Thursday, December 30, 2004

I am insubordinate!

I wore jeans to work. I'm waiting for someone to send me home, but it won't happen.

And of all wonderful things in the world, the radio was playing great music on my way to work. Nothing makes my day like "The Cure" in the morning. There is some driving/pushing thing in "Fascination street" that makes me all buzzy inside. And then it has been good song after the next and so on. ok, welllllll today is my friday and I'm really already gone mentally so cross your fingers that I get some work done.

Have a beautiful day!

Wednesday, December 29, 2004

Mood improved!

Strangely enough and as much as I hate exercising... a half an hour on my eliptical crosstrainer did me good. Part of the mood was created by my apathy and lethargy, so I tried to ignore it. Stepped on, closed my eyes while my body and the machine ran. (I'd like to put some strange analogy in here because this phrase reminds me of so many sci-fi/fantasy stories I've read but I can't find one clear enough in my mind to display the feeling) Unlike the previous night where I sacked out early and watched horribly gruesome plastic surgeries until 2 in the morning.

[DIRECTION 1]
Answer these questions about the blog entries:
(a) What did the writer wear to work on Thursday, December 30, 2004?
(b) Which band's music makes the writer's day in the morning?
(c) How long did the writer spend on the elliptical crosstrainer?
[DIRECTION 2] Please write out the blog entries again, starting with "And of all wonderful" and going on through "Mood improved!", with "radio" swapped for "stereo".

[EXTRACTED INFORMATION]
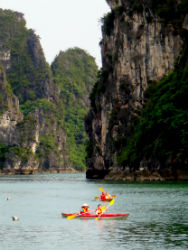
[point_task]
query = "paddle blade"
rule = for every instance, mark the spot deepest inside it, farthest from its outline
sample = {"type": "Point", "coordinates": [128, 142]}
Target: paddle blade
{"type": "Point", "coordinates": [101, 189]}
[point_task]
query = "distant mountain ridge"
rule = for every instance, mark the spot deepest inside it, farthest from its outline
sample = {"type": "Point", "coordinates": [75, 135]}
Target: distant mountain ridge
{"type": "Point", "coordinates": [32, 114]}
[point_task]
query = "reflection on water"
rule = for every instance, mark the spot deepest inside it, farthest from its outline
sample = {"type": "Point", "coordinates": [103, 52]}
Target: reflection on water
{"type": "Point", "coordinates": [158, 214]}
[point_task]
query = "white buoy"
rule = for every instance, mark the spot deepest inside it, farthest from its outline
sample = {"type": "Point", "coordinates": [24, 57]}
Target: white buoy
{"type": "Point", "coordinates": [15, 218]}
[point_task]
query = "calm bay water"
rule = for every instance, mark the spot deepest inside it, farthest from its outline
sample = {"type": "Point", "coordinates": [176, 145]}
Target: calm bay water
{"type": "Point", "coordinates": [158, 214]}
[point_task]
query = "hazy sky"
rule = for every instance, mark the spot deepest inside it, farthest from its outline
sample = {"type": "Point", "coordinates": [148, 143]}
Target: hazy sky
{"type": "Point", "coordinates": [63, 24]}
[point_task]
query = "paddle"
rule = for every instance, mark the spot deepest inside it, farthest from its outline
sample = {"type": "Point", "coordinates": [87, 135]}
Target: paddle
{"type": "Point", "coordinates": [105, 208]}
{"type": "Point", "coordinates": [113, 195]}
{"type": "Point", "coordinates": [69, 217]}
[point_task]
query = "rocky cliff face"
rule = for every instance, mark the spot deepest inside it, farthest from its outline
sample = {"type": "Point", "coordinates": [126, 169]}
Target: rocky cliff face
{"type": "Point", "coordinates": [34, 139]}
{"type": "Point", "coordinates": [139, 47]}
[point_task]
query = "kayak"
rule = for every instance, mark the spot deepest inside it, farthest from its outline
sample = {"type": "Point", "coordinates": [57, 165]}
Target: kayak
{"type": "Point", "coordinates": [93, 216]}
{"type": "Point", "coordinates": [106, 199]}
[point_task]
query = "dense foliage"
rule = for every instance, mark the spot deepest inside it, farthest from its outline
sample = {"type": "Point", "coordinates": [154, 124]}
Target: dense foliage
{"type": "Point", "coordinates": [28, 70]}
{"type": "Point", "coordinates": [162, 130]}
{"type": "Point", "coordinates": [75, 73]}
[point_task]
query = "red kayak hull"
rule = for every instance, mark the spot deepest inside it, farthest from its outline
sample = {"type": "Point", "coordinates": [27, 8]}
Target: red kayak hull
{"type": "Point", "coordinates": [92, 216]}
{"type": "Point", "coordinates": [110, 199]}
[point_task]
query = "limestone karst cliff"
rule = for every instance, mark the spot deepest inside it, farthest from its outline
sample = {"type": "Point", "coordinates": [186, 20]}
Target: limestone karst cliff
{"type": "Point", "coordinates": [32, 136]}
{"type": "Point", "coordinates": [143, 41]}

---

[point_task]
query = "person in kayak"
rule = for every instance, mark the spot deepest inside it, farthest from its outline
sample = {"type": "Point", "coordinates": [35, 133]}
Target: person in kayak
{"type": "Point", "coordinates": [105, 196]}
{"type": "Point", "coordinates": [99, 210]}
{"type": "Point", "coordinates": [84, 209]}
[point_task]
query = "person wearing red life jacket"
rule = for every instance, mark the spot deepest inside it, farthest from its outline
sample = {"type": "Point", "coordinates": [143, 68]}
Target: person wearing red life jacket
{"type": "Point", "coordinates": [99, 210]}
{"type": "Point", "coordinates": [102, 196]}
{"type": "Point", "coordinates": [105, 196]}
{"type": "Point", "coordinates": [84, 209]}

[TASK RESULT 1]
(a) Jeans
(b) The Cure
(c) A half an hour

[TASK RESULT 2]
And of all wonderful things in the world, the stereo was playing great music on my way to work. Nothing makes my day like "The Cure" in the morning. There is some driving/pushing thing in "Fascination street" that makes me all buzzy inside. And then it has been good song after the next and so on. ok, welllllll today is my friday and I'm really already gone mentally so cross your fingers that I get some work done.

Have a beautiful day!

Wednesday, December 29, 2004

Mood improved!